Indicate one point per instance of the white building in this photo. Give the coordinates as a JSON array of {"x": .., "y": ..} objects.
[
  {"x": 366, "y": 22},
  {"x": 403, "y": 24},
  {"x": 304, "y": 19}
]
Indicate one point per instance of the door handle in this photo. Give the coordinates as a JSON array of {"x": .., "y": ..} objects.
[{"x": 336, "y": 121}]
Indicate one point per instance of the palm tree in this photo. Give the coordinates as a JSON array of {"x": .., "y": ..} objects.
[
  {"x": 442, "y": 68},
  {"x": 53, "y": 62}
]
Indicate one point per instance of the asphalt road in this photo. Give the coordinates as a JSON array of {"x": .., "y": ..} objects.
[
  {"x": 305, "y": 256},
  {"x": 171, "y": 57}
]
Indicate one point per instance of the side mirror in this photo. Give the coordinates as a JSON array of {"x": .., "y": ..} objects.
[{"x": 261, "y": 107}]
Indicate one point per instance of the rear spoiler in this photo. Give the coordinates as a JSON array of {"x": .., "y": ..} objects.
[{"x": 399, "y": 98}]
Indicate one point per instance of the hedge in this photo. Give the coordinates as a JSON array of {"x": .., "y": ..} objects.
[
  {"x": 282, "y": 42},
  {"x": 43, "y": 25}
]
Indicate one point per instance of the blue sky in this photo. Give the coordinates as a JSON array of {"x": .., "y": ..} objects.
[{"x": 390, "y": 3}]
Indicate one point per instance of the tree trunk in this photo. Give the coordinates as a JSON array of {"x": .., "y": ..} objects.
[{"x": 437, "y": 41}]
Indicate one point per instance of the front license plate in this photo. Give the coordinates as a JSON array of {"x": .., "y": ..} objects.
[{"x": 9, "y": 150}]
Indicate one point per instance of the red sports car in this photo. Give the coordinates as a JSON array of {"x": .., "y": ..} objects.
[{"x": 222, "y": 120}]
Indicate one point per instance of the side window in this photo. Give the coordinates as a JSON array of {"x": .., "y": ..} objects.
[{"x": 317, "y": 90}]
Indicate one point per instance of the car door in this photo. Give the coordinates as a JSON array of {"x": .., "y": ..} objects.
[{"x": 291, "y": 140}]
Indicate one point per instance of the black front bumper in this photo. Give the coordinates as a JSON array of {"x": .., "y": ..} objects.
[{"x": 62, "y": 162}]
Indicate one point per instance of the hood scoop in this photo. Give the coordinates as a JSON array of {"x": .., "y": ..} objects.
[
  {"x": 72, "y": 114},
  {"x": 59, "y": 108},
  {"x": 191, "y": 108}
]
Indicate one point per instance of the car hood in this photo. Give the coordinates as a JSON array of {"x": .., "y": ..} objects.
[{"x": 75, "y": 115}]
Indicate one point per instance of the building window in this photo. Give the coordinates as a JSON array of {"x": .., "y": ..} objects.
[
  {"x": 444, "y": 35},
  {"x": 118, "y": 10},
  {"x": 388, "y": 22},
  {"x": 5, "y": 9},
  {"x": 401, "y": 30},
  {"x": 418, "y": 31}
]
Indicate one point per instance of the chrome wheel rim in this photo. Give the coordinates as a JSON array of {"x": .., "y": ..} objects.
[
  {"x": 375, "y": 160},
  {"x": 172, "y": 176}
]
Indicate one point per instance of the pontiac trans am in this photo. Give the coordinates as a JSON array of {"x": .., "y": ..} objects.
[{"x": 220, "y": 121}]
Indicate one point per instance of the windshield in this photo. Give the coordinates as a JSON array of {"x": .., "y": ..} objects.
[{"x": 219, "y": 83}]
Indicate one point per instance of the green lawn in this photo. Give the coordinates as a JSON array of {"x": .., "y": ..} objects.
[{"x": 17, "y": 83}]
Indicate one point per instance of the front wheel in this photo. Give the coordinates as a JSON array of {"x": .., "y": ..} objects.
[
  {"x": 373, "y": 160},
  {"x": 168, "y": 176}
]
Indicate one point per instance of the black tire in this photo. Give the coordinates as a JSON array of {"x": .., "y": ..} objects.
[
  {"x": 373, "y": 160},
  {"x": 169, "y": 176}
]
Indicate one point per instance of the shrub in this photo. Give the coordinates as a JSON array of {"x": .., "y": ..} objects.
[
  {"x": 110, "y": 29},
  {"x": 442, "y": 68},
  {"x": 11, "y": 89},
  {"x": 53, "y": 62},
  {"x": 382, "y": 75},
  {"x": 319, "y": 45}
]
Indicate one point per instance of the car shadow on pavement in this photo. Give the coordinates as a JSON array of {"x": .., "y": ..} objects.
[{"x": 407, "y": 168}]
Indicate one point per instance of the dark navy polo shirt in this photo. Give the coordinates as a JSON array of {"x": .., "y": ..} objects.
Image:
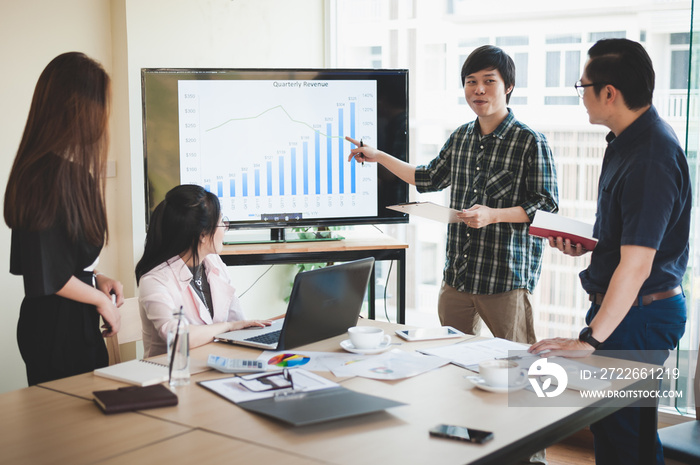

- Written instruction
Rewrite the lines above, starting with the line containing "Indicate one point per instance of the car shadow" and running through the final line, requests included, with each coordinate in the answers multiplied by 1.85 and rounded to a whole number (halves round up). Leave the pictures out.

- Correct result
Indicate one point per instance of the car shadow on pavement in this photo. Give the coordinates as a JSON array of {"x": .., "y": ..} objects.
[{"x": 753, "y": 311}]
Indicate one point per instance of the dark navy polo shirt in this photo. Give the coordinates as a JSON array of {"x": .., "y": ..} objects.
Image:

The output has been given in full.